Records for the exercise
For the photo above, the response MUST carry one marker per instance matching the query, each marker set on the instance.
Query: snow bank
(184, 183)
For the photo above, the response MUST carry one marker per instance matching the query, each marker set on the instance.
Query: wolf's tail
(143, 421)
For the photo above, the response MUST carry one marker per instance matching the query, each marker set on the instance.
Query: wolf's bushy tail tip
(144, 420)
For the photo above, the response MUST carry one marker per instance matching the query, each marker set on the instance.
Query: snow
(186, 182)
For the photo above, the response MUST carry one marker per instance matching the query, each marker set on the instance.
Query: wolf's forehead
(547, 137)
* * *
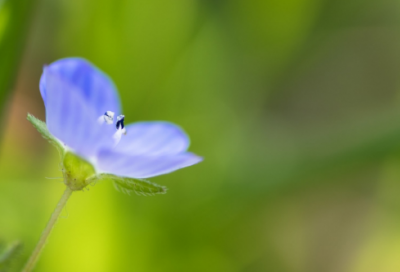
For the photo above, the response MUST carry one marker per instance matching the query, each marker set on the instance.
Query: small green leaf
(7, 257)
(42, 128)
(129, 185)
---
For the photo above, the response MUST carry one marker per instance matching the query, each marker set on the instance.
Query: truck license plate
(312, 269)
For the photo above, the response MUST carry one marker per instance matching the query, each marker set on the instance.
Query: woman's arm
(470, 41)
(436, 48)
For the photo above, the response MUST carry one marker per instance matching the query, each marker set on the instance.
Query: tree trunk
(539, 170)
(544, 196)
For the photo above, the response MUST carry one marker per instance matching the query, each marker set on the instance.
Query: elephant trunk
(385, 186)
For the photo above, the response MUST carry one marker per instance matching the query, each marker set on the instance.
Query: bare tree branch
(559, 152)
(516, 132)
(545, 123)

Exercise goal
From the material above, pull out every line containing the string "trunk", treating uppercase and lowercase letters as different.

Output below
Query: tree trunk
Query: elephant trunk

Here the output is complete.